#### Work required:
Which lines in the data below contain the word "white"? Copy each of them.

#### Exercise data:
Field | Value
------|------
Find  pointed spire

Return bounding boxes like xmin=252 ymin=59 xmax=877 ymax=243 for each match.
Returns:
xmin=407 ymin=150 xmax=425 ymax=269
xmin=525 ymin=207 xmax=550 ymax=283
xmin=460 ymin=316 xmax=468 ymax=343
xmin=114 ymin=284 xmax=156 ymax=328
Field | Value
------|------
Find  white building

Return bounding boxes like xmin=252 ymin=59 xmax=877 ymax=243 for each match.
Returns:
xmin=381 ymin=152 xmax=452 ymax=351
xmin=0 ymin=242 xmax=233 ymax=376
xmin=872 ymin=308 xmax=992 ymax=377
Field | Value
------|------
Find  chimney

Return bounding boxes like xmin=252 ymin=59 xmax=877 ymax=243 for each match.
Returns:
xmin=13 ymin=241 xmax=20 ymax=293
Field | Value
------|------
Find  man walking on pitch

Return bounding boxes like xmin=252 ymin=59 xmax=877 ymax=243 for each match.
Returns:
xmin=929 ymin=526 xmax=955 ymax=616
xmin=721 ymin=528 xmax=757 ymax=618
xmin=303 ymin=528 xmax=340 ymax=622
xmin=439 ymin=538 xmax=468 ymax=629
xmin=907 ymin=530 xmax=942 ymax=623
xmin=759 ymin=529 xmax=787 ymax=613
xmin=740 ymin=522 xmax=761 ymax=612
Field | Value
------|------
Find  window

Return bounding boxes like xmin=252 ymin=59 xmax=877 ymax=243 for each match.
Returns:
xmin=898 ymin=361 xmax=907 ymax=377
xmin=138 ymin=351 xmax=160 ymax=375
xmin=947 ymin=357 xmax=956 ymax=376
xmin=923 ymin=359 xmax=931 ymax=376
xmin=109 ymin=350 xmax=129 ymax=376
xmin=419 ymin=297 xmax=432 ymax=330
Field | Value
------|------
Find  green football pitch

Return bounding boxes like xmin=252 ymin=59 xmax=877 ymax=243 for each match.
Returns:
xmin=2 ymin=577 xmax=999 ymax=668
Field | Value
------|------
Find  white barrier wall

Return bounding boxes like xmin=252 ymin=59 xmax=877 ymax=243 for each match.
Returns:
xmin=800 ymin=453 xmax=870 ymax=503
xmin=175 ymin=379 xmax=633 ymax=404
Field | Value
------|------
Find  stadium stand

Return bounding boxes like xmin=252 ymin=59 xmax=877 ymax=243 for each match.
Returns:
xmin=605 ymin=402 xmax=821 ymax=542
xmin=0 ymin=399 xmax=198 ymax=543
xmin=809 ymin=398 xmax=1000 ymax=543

==

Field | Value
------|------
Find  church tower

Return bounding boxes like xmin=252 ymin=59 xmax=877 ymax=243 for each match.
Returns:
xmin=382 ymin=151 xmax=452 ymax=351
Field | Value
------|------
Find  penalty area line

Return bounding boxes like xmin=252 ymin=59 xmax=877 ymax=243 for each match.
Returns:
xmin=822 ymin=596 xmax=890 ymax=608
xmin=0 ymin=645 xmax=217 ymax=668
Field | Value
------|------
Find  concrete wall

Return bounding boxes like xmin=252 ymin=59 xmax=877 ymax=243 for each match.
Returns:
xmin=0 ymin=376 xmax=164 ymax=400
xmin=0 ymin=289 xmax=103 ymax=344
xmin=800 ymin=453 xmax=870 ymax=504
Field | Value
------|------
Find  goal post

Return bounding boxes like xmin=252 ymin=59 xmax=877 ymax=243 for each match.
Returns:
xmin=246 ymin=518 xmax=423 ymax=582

#### Output of the task:
Find  white building
Find  white barrier wall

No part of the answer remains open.